Supplied passage
More than 7,200 people use the service across the county, which includes courses, apprenticeships for young people and training for the unemployed.
Funding is provided by the Government but this has been cut by £300,000, from around £3.8m last year to £3.5m for 2012/13.
The majority of services, around 70 per cent, are currently provided by Oxfordshire County Council.
The rest are already farmed out to other organisations, but that proportion could grow to around 80 per cent as part of a review into the way the service is provided.
This has led to concerns about job cuts, charges and maintaining standards.
The county council has stressed the service review is in the very early stages, a number of options are being considered and no decisions have been made yet.
The authority has also denied they are reviewing adult learning because of funding cuts from the Government Skills Funding Agency.
A council spokesman did confirm the service had been operating at a deficit for “a number of years”, and so the county put in £220,000 to clear the deficit last year. The council receives £900,000 in income from people who use the service.
Cabinet member for safer and stronger communities Judith Heathcoat said: “The externalisation of the delivery of adult learning is very much in its embryonic stage and there is detailed work which needs to be done. All options must definitely be looked at.”
People who use the adult learning raised concerns about the idea.
Teresa Garlake, a 49-year-old teacher from East Oxford, said: “In my experience every time something is privatised the standards go down and as a teacher I disagree with the privatisation of education.”
Karen Godwin, a 41-year-old carer from Headington, said: “When things are privatised they tend to put making money above looking after people.”
The possibility of “externalising” the service was revealed in the detail of a report to the council’s safer and stronger communities safety committee.
Committee member and Labour county councillor for West Central Oxford Susanna Pressel feared the council could be preparing for the privatisation of the adult learning service to save money.
She said: “I think it would be foolish to privatise the adult learning service after it received a good Ofsted report earlier this year.
“If the service is completely externalised then any profits will go into the pockets of shareholders instead of going back into the service.
“This could lead to some staff, including managers and tutors losing their jobs.
“And some staff could end up being paid less by private companies following privatisation.”
The county currently employees 220 staff in adult learning services. Workers are based at Unipart House in Cowley, and at offices in Kidlington and Grove.
County council spokesman Paul Smith said there were currently “no staffing implications and no financial implications.”
Any staff transfered to other organisations would have their terms and conditions protected.
He said: “The council is in the process of formulating a range of different possibilities and these will become more apparent in future when this matter has taken greater form and is ready for decision.
“It is very important to note the council has for many years either delivered adult learning directly itself or commissioned external agencies to do this.
“What this latest development is about is whether further delivery should be carried out external to Oxfordshire County Council where this makes sense.”

(Dataset items)
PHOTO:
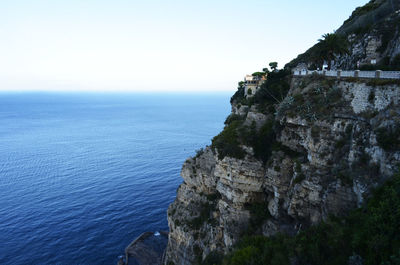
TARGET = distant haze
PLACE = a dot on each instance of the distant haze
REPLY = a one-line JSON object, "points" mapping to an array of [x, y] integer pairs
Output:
{"points": [[125, 45]]}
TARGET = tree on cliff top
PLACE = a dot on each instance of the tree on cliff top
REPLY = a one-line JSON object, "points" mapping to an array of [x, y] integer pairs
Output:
{"points": [[330, 45]]}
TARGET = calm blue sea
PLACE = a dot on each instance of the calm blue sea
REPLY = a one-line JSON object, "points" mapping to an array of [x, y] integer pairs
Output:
{"points": [[82, 175]]}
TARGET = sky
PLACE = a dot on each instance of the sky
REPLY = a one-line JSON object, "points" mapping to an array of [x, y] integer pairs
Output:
{"points": [[154, 45]]}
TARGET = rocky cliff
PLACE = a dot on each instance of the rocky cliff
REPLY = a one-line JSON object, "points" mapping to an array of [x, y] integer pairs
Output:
{"points": [[331, 149], [300, 150]]}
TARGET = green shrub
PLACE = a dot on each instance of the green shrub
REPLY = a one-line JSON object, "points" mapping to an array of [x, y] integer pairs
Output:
{"points": [[372, 232]]}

Task objective
According to the article on Oxfordshire's adult learning service, how many staff does the county currently employ in adult learning services? The items aren't needed for this work.

Written answer
220 staff.